Text segment:
━━━━━━━━

This ‘new way’ was also the First Order of Franciscans, later
followed by his close woman friend and confidant, Clare’s
Second Order of Franciscans, the Poor Clares. A third order followed, consisting of laymen living out their profession
and wanting to become part of the Franciscan lifestyle (Boff
1997:208). In 1228, 2 years after his death in 1226 (aged 45), he
was canonised a saint by Pope Gregory IX (Warner 2011:116).
His most recent posthumous honouring came in 1979 when
Pope John Paul II declared him the Patron Saint of Ecology.
Francis’ exposure to nature during his contemplative retreats
obviously enhanced his love for nature as a whole and not
only for the organic forms of life. He also praised ‘Brother
Fire’ (see Canticle below) for its warmth during the cold
nights out in the open. Apart from his intuitive bond with
nature, he was inspired by nature as God’s book (Sorrell
1988:141), as the ‘lettering’ in which God communicated his
beneficent power, love and care for everything (Armstrong
1973:107). It became a sign or sacrament of God’s providence
(Hooper & Palmer 1992:78). Francis found God everywhere,
‘… whether human lepers or lowly worms’ (Warner
1994:228). Even though White (1967:1206–1207) portrayed
Francis as a maverick, a radical revolutionary in the church
of his time with his embracing of the natural world, this was
not true (Sorrell 1988:6). There were many before him who
aptly demonstrated their sense of being bonded with nature,
but with Francis, this became proprietary. He continued this
tradition, but in becoming a nature mystic, he was new and
innovative. Being overwhelmed by God’s presence in creation
and uniting all in kinship, his familial terms in addressing
natural elements (‘brother’ and ‘sister’) came as no surprise.

━━━━━━━━

Material:

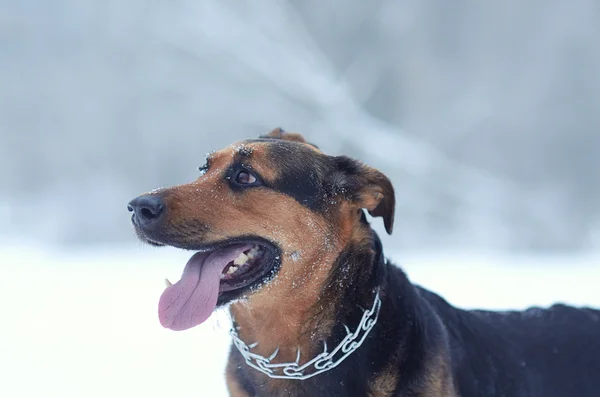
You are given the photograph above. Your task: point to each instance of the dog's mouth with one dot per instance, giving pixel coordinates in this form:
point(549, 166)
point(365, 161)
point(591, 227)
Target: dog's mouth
point(215, 275)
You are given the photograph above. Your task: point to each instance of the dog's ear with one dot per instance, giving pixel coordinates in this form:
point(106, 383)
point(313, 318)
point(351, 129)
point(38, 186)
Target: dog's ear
point(367, 187)
point(279, 133)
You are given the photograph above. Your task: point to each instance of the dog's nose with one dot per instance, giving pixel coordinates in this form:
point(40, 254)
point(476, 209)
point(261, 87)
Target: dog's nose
point(146, 209)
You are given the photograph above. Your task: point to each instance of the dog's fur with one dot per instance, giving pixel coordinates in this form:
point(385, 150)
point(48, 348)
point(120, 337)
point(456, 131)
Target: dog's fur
point(310, 205)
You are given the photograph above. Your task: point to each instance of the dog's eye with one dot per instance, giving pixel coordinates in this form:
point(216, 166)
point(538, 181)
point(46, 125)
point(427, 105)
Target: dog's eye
point(245, 178)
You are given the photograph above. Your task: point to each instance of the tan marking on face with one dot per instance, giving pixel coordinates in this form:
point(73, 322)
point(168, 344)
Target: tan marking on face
point(309, 242)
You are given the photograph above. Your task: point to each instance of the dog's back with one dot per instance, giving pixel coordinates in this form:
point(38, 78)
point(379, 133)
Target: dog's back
point(536, 352)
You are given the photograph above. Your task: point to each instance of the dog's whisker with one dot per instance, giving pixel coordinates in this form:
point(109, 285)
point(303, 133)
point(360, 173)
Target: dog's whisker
point(347, 329)
point(298, 356)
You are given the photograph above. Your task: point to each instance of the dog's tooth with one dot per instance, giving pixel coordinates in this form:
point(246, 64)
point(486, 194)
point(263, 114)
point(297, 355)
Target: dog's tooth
point(241, 259)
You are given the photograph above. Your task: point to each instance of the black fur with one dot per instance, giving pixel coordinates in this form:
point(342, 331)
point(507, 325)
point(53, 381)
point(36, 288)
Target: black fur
point(535, 353)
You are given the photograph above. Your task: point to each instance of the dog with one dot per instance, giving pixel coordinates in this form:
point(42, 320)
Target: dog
point(281, 238)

━━━━━━━━

Task list:
1. Reproduce the Francis of Assisi passage word for word, starting at "This ‘new way’" and ending at "IX (Warner 2011:116).".
2. Please write out the lines of the listing starting at the line containing "the dog's tooth" and ending at the last line of the listing, both included.
The listing is unrelated to the Francis of Assisi passage.

The results:
1.
This ‘new way’ was also the First Order of Franciscans, later
followed by his close woman friend and confidant, Clare’s
Second Order of Franciscans, the Poor Clares. A third order followed, consisting of laymen living out their profession
and wanting to become part of the Franciscan lifestyle (Boff
1997:208). In 1228, 2 years after his death in 1226 (aged 45), he
was canonised a saint by Pope Gregory IX (Warner 2011:116).

2.
You are given the photograph above. Your task: point to each instance of the dog's tooth with one dot per instance, giving pixel coordinates in this form:
point(246, 64)
point(486, 194)
point(263, 114)
point(297, 355)
Target: dog's tooth
point(241, 259)
You are given the photograph above. Your task: point to each instance of the black fur with one dot per instance, giving pixel coordinates in this form:
point(342, 331)
point(507, 325)
point(53, 381)
point(36, 288)
Target: black fur
point(535, 353)
You are given the photograph above. Your task: point to each instance of the dog with one dot per instance, giving pixel coordinates in this form:
point(42, 320)
Target: dog
point(281, 238)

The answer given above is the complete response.